Obsidio / Amie Kaufman & Jay Kristoff Kitap Yorumum (Illuminae Dosyaları #3)


Herkese yeniden merhaba! Bugün, sonunda Illuminae Dosyaları'nı bitirmiş bulunmaktayım. En sevdiğim serilerden birisine veda ediyor olmanın üzüntüsünü yaşasam da hoşuma giden bir final okuduğum için mutluyum. Önceki kitapları okumamışsanız, serinin birinci ve ikinci kitaplarının yorumlarının linkini de bırakıyorum. ( #1 ve #2 )

Obsidio, Gemina'dan hemen sonrasını anlatıyor. Bir zaman atlaması yok. Belli bir noktaya kadar, Kerenza'da hayatta kalan Asha Grant ve Kerenza'ya gönderilen BeiTech çalışanlarından Rhys Lindstrom ana karakterlerimiz. Ama kitap ilerledikçe Kady, Ezra, Hanna ve Nik de yoğun olarak okuduğumuz karakterlerden. Yani tanıdığımız herkesi dolu dolu okuyabildiğimiz bir final kitabı. Heimdall'dan kurtulup Mao'ya sığınan insanları, Hyptia'daki kazazedeleri ve Kerenza'da hayatta kalanları oldukça zorlayıcı ve aksiyon dolu günler bekliyor.

**Yapılacak İş:**
Makaleyi iki cümleyle özetleyin.

**Veri Kayıtları:**

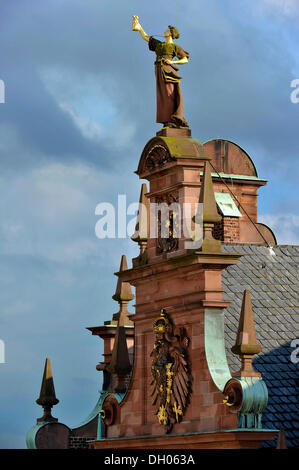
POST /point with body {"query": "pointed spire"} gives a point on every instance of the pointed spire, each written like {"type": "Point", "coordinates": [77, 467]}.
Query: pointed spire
{"type": "Point", "coordinates": [210, 214]}
{"type": "Point", "coordinates": [281, 440]}
{"type": "Point", "coordinates": [47, 397]}
{"type": "Point", "coordinates": [123, 294]}
{"type": "Point", "coordinates": [123, 290]}
{"type": "Point", "coordinates": [246, 345]}
{"type": "Point", "coordinates": [119, 366]}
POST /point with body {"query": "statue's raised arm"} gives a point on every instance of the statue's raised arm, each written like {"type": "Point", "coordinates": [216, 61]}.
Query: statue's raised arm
{"type": "Point", "coordinates": [170, 109]}
{"type": "Point", "coordinates": [136, 26]}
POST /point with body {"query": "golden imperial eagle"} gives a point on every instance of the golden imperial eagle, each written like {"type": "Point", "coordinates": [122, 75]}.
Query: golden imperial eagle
{"type": "Point", "coordinates": [171, 384]}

**Alıştırma Çıktısı:**
Yorumcu, Illuminae Dosyaları serisinin üçüncü kitabı Obsidio'yu bitirdiğini, en sevdiği serilerden birine veda etmenin üzüntüsünü yaşasa da hoşuna giden bir final okuduğu için mutlu olduğunu anlatıyor. Gemina'nın hemen sonrasını zaman atlaması olmadan anlatan kitapta belli bir noktaya kadar ana karakterler Asha Grant ile Rhys Lindstrom'dur, ilerleyen bölümlerde Kady, Ezra, Hanna ve Nik de yoğun biçimde yer alır ve hayatta kalanları zorlu, aksiyon dolu günler bekler.